Scale the point coordinates in the answers by 1.45, rounding each to a whole number with halves going up, and give back only the lines starting at the one containing "Where can you spot the transparent" and ending at the last line of the records, with every request included. Leave the pictures out of your answer.
--- Start of Records provided ---
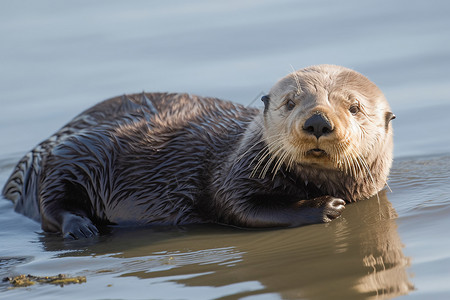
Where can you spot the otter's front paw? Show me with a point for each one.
(332, 207)
(75, 227)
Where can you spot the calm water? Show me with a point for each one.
(58, 58)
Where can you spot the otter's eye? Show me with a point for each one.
(290, 105)
(354, 109)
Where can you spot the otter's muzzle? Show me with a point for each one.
(318, 125)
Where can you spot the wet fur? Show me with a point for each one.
(156, 158)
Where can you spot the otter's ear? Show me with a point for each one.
(266, 100)
(389, 116)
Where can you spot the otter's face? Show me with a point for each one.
(329, 117)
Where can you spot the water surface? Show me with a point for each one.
(58, 58)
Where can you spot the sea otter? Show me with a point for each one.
(322, 139)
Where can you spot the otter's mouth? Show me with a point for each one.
(316, 152)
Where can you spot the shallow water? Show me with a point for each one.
(58, 58)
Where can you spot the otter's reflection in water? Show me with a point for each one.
(357, 256)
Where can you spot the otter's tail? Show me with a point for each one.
(22, 186)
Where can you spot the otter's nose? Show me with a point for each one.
(317, 125)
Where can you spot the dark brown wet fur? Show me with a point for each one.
(157, 158)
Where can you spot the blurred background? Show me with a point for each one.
(57, 58)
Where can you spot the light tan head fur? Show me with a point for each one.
(358, 137)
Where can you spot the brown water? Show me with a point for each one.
(58, 58)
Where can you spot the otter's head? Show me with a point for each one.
(330, 118)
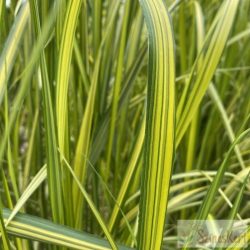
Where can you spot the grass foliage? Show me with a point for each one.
(118, 118)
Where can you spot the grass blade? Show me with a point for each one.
(160, 126)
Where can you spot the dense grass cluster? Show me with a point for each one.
(119, 118)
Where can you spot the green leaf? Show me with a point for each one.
(35, 228)
(160, 126)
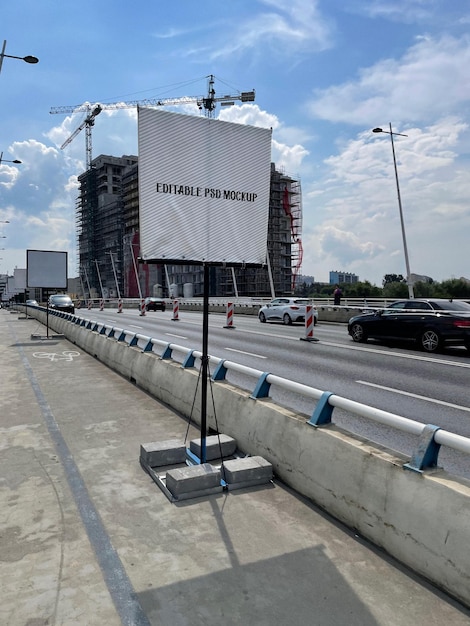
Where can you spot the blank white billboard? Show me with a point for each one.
(46, 269)
(203, 189)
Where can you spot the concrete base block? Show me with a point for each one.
(194, 479)
(159, 453)
(249, 471)
(215, 445)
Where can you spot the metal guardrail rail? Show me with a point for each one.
(430, 437)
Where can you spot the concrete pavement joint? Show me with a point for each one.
(117, 581)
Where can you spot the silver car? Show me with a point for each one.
(286, 310)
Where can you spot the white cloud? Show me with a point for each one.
(431, 78)
(351, 216)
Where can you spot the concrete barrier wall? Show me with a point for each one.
(420, 519)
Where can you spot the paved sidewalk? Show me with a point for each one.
(87, 538)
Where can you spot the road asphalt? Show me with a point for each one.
(87, 538)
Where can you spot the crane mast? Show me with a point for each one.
(206, 103)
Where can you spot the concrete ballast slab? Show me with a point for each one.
(194, 478)
(159, 453)
(249, 470)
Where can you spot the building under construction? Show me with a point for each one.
(107, 219)
(100, 226)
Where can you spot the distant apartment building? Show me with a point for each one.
(107, 219)
(343, 277)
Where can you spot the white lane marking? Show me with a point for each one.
(415, 395)
(258, 356)
(67, 355)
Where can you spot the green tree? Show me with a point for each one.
(395, 290)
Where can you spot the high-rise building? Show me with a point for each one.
(343, 277)
(100, 226)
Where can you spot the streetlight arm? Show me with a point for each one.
(28, 58)
(400, 208)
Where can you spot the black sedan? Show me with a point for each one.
(154, 304)
(430, 324)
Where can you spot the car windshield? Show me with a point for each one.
(452, 305)
(61, 299)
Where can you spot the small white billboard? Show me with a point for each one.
(203, 189)
(46, 269)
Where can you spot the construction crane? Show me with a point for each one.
(87, 124)
(207, 103)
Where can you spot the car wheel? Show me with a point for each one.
(358, 333)
(430, 341)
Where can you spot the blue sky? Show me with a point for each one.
(325, 73)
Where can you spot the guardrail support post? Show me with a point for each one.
(323, 411)
(167, 352)
(189, 360)
(262, 387)
(148, 347)
(220, 371)
(426, 453)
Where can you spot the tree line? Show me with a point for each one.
(393, 286)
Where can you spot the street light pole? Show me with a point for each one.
(27, 59)
(400, 208)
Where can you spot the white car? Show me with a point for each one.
(286, 310)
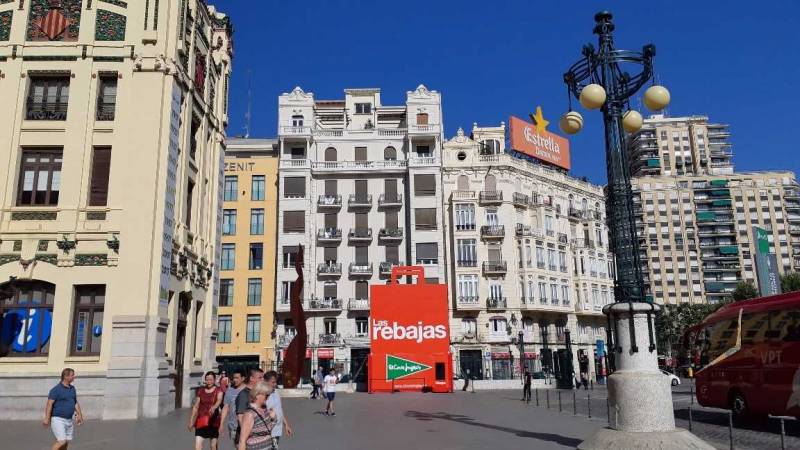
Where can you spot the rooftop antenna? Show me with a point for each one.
(247, 115)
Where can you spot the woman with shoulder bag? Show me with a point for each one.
(205, 418)
(257, 423)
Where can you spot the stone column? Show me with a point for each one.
(639, 394)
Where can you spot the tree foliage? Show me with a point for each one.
(790, 282)
(744, 290)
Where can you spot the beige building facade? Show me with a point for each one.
(528, 259)
(696, 232)
(248, 254)
(111, 147)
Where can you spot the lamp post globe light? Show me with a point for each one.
(640, 396)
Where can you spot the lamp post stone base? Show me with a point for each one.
(639, 395)
(609, 439)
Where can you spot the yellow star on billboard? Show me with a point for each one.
(538, 120)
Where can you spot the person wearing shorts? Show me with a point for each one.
(329, 388)
(62, 407)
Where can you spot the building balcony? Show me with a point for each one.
(380, 166)
(282, 304)
(358, 304)
(362, 235)
(425, 129)
(329, 269)
(465, 302)
(329, 340)
(497, 303)
(296, 131)
(360, 269)
(390, 201)
(390, 235)
(462, 195)
(331, 202)
(329, 235)
(363, 201)
(490, 197)
(498, 337)
(495, 267)
(521, 200)
(324, 304)
(493, 231)
(385, 268)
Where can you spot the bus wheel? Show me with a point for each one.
(738, 405)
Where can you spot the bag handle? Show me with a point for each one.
(400, 271)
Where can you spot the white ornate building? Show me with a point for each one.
(527, 256)
(359, 188)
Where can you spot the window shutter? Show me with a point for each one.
(330, 187)
(362, 255)
(294, 187)
(391, 219)
(425, 185)
(361, 153)
(427, 251)
(101, 166)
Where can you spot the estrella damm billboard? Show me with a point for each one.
(409, 335)
(535, 141)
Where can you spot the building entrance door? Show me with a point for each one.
(471, 364)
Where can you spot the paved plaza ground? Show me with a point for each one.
(494, 420)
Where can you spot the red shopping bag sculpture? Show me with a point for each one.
(409, 335)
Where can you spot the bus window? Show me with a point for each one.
(792, 328)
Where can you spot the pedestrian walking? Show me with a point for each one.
(274, 404)
(224, 381)
(254, 376)
(229, 418)
(526, 387)
(329, 388)
(206, 419)
(315, 387)
(258, 421)
(62, 411)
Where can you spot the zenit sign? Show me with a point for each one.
(409, 338)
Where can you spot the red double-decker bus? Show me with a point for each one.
(749, 356)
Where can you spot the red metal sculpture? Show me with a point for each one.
(296, 352)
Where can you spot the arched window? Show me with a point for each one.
(28, 314)
(463, 183)
(490, 183)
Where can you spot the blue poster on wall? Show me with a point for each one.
(21, 329)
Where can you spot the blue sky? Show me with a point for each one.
(735, 61)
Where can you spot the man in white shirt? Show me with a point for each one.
(329, 388)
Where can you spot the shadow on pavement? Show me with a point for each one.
(466, 420)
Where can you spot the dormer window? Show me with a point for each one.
(363, 108)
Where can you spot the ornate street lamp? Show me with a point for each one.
(640, 395)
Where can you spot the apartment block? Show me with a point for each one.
(696, 232)
(359, 189)
(680, 146)
(112, 142)
(248, 254)
(527, 258)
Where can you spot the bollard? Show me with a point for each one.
(574, 404)
(589, 403)
(730, 428)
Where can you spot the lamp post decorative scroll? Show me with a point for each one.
(640, 396)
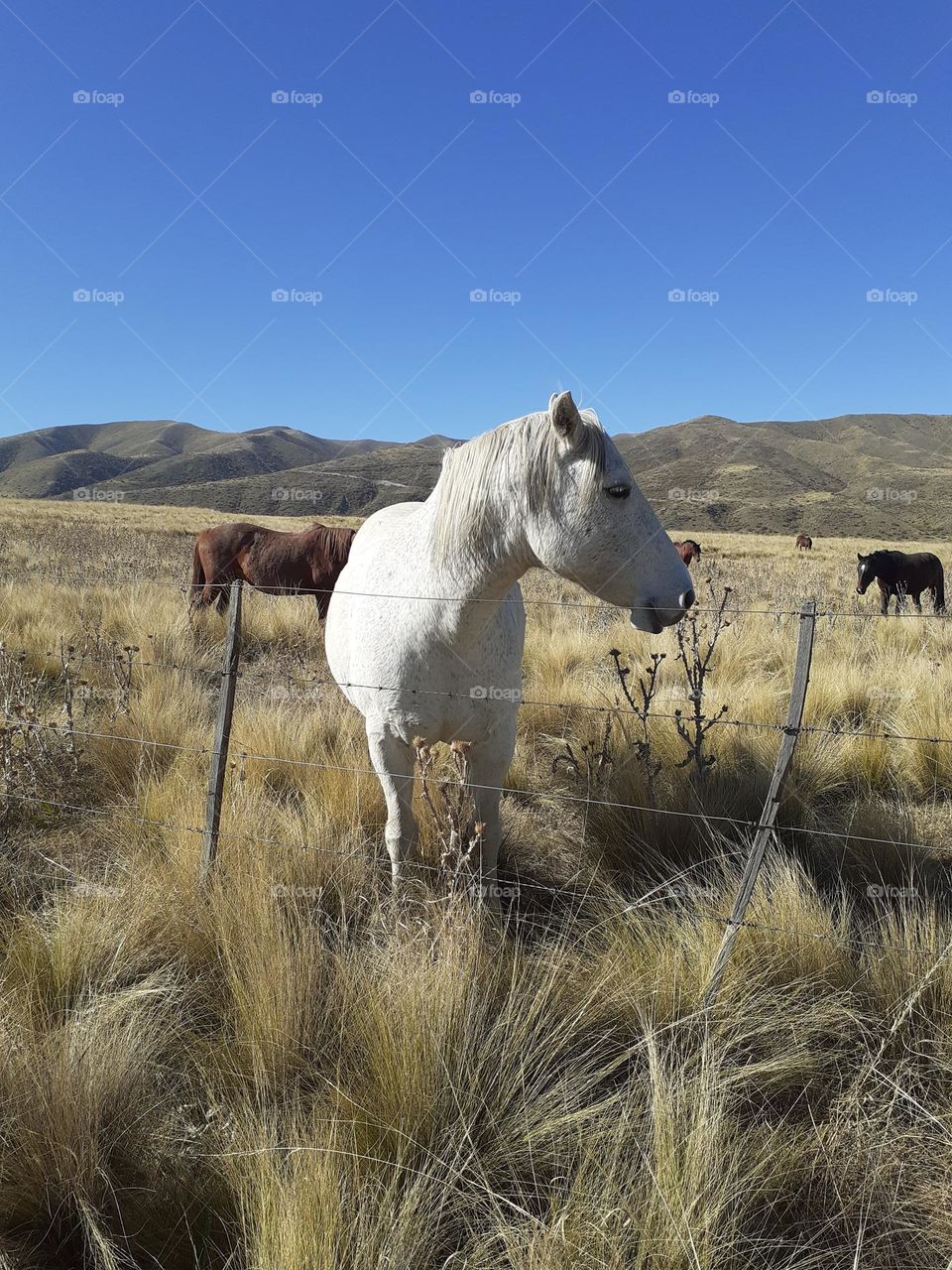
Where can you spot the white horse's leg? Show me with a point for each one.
(489, 763)
(394, 762)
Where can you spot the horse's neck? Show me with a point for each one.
(480, 572)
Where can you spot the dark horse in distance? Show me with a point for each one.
(902, 574)
(688, 550)
(277, 563)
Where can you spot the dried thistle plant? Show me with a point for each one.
(449, 804)
(642, 708)
(593, 762)
(697, 639)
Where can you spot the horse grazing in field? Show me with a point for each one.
(277, 563)
(688, 550)
(902, 574)
(430, 608)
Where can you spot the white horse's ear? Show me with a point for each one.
(565, 416)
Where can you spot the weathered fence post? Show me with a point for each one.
(769, 817)
(222, 731)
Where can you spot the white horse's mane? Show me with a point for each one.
(525, 456)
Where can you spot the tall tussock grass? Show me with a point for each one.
(287, 1069)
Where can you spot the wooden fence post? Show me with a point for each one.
(222, 731)
(769, 817)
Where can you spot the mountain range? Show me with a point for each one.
(879, 475)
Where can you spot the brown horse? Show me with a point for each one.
(688, 550)
(902, 574)
(280, 564)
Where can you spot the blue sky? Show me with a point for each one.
(774, 195)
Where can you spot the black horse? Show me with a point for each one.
(902, 574)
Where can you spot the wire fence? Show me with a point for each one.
(131, 662)
(188, 590)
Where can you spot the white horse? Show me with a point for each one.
(425, 626)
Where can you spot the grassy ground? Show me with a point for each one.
(290, 1071)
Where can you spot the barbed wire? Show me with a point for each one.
(655, 893)
(298, 592)
(561, 795)
(312, 685)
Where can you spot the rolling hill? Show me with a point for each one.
(885, 476)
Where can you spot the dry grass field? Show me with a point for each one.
(287, 1070)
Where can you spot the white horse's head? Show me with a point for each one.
(595, 527)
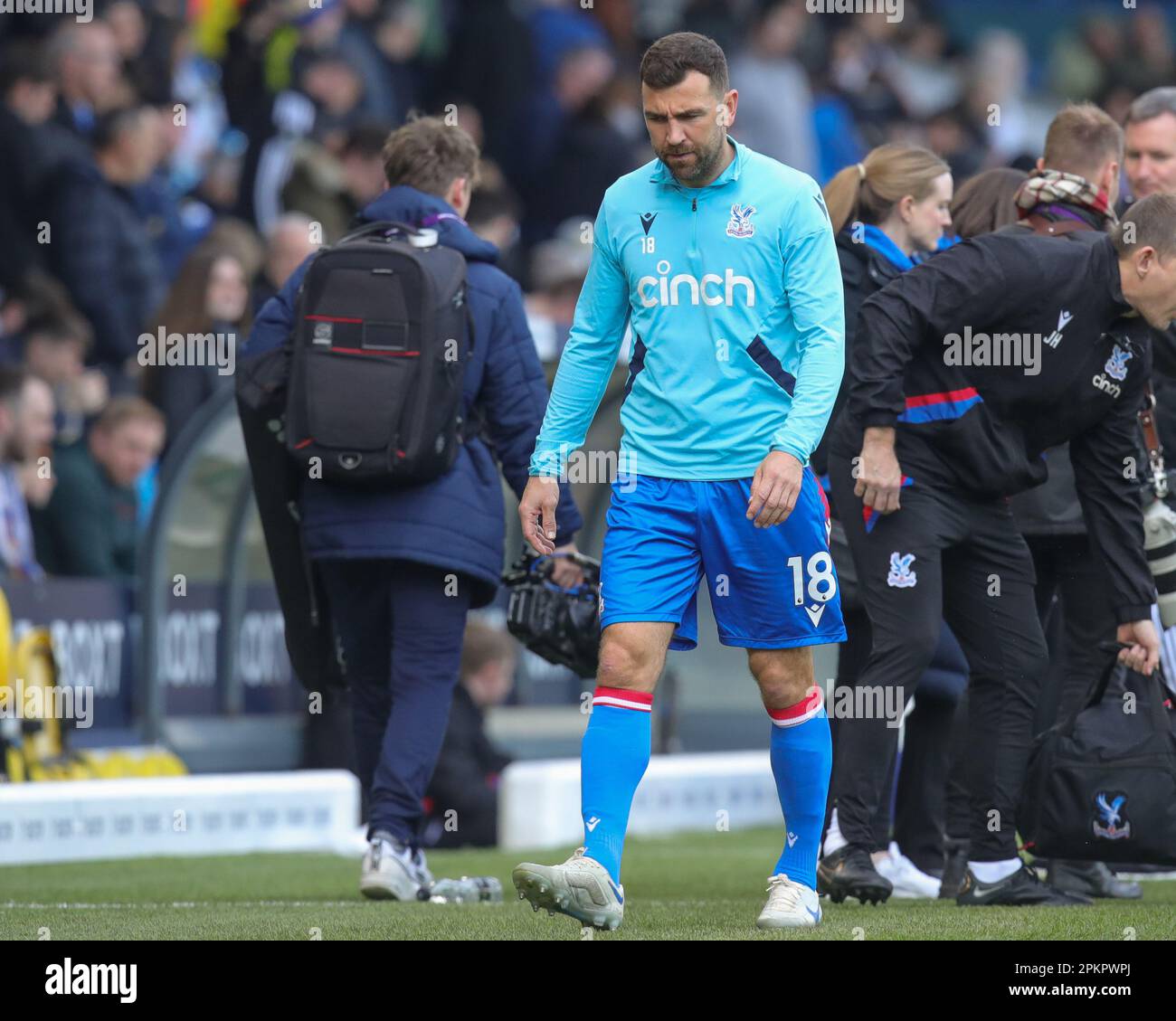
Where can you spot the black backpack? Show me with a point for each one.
(1102, 783)
(381, 336)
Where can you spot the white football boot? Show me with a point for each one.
(389, 871)
(580, 888)
(909, 881)
(791, 906)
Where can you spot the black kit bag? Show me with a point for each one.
(261, 398)
(381, 336)
(1102, 783)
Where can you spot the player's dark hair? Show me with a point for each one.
(868, 191)
(1081, 139)
(12, 383)
(671, 58)
(984, 203)
(430, 156)
(109, 126)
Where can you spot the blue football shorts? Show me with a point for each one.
(769, 587)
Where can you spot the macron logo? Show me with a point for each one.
(685, 288)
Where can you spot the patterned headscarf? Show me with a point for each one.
(1055, 186)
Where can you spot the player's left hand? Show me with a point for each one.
(1143, 654)
(565, 572)
(774, 489)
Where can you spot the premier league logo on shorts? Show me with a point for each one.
(1116, 364)
(1113, 826)
(740, 223)
(900, 574)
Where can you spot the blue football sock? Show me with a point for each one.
(801, 762)
(612, 759)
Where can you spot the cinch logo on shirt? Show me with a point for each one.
(710, 289)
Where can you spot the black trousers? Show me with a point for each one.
(944, 558)
(1076, 615)
(401, 627)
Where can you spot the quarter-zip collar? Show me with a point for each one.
(663, 175)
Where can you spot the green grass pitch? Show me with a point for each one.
(690, 887)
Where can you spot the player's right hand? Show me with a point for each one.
(1143, 641)
(878, 474)
(536, 512)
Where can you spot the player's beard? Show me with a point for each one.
(702, 167)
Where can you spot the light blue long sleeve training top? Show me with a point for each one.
(734, 296)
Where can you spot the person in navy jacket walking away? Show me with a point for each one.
(401, 567)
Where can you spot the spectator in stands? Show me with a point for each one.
(557, 272)
(462, 795)
(495, 213)
(26, 432)
(211, 294)
(289, 242)
(54, 351)
(363, 161)
(90, 526)
(1073, 190)
(100, 247)
(1149, 157)
(87, 66)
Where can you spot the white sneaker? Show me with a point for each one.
(791, 906)
(422, 869)
(389, 872)
(909, 881)
(580, 888)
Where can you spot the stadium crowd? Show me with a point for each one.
(167, 167)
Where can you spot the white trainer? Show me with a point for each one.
(909, 881)
(580, 888)
(389, 872)
(791, 906)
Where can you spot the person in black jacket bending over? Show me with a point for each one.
(886, 211)
(965, 370)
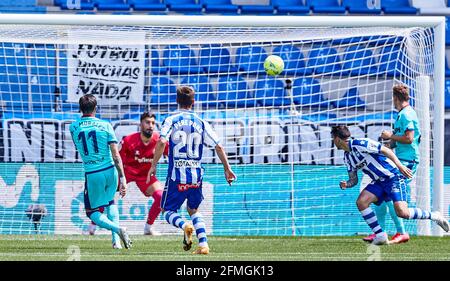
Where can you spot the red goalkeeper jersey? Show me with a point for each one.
(136, 156)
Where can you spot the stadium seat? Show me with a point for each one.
(251, 58)
(183, 5)
(447, 93)
(147, 5)
(219, 6)
(350, 100)
(294, 60)
(307, 92)
(201, 86)
(83, 5)
(290, 7)
(156, 65)
(359, 60)
(269, 91)
(163, 91)
(324, 60)
(360, 7)
(180, 59)
(325, 6)
(115, 5)
(232, 91)
(397, 7)
(215, 59)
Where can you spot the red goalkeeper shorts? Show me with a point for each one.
(141, 182)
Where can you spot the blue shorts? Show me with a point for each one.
(412, 165)
(175, 194)
(100, 188)
(393, 189)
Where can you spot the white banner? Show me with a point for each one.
(114, 73)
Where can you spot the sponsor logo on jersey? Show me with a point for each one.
(187, 163)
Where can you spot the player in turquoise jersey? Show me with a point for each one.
(96, 143)
(405, 139)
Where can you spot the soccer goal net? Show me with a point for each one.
(276, 130)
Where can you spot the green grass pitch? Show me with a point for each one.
(169, 248)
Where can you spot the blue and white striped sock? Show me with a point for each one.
(174, 219)
(200, 229)
(419, 214)
(371, 219)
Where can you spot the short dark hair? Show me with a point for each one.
(147, 114)
(340, 131)
(87, 103)
(185, 96)
(401, 92)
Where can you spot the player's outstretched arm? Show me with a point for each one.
(352, 180)
(119, 166)
(159, 150)
(407, 138)
(229, 175)
(391, 155)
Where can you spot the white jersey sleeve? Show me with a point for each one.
(211, 137)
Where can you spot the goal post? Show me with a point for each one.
(276, 130)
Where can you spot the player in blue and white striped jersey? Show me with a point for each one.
(187, 135)
(388, 180)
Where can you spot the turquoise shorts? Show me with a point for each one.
(100, 188)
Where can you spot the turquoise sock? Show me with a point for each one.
(399, 225)
(103, 221)
(113, 214)
(380, 211)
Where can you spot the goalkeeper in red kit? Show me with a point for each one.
(137, 151)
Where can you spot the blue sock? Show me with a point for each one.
(399, 225)
(174, 219)
(381, 214)
(113, 214)
(419, 214)
(200, 229)
(371, 219)
(103, 221)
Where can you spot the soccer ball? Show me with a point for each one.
(273, 65)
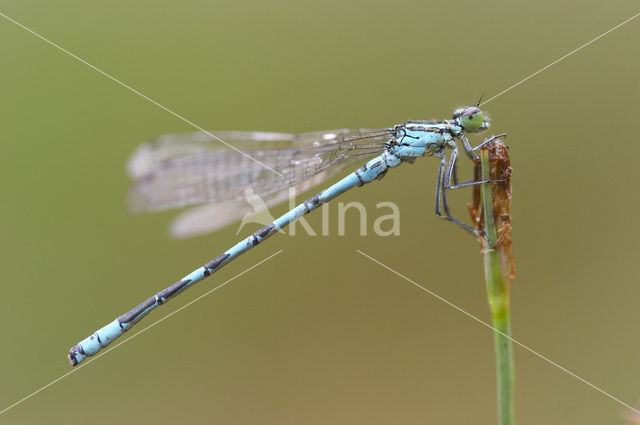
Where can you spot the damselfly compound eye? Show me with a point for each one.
(470, 118)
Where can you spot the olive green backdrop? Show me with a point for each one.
(318, 334)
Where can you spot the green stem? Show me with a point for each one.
(498, 295)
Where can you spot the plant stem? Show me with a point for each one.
(498, 296)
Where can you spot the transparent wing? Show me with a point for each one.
(252, 209)
(180, 170)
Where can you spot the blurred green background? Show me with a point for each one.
(319, 334)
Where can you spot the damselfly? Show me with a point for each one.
(182, 170)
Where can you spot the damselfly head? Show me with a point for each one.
(471, 119)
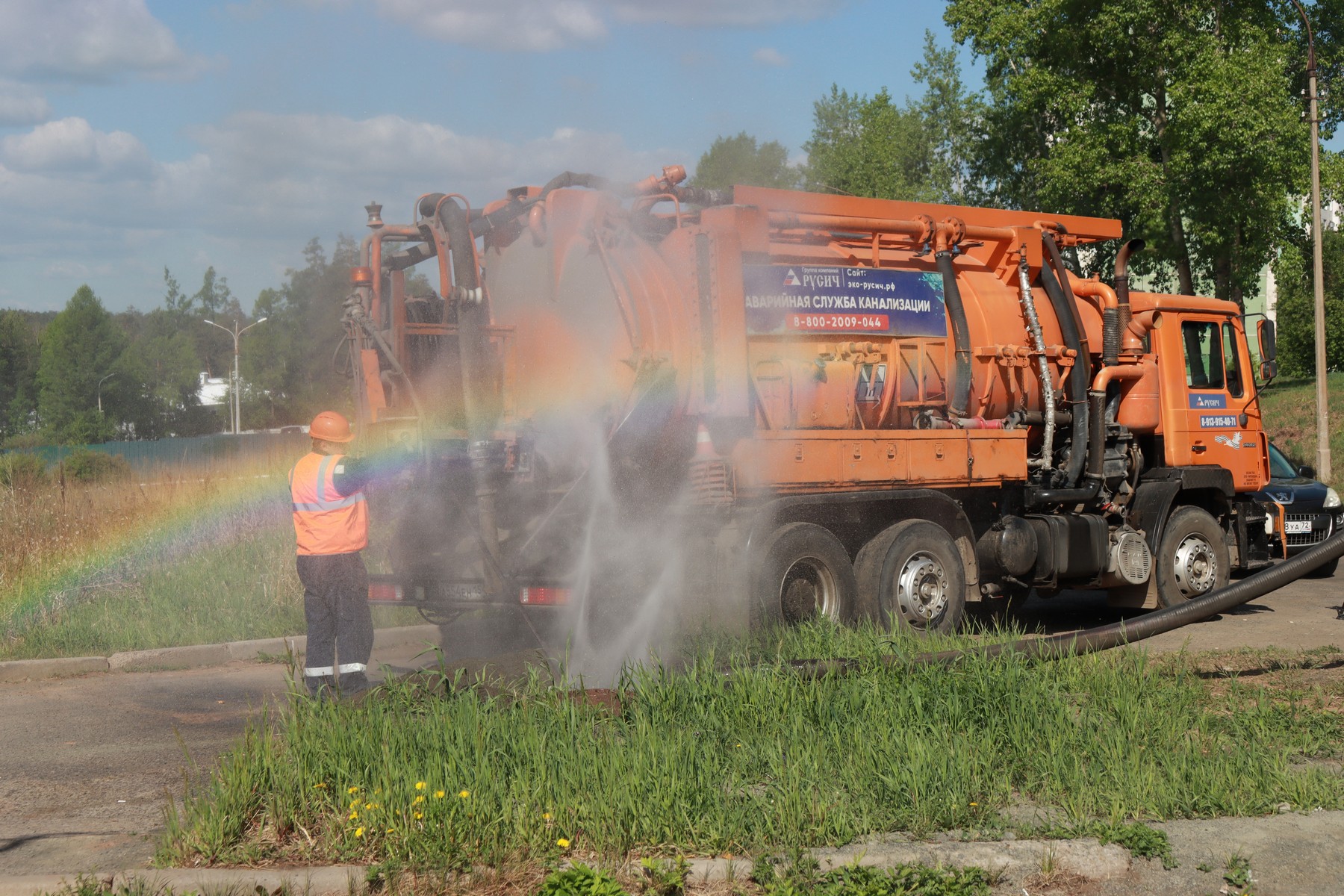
--- End of Records provided ---
Complete response:
Where can you spot the transparent wing? Show me with a point for each one.
(365, 303)
(261, 247)
Where can you spot the blurred green background? Show me with a point for each one.
(463, 484)
Where can you spot the damselfly? Show me with a point for each one.
(264, 247)
Where can you spot the damselfly head? Show me with a point for each one.
(683, 173)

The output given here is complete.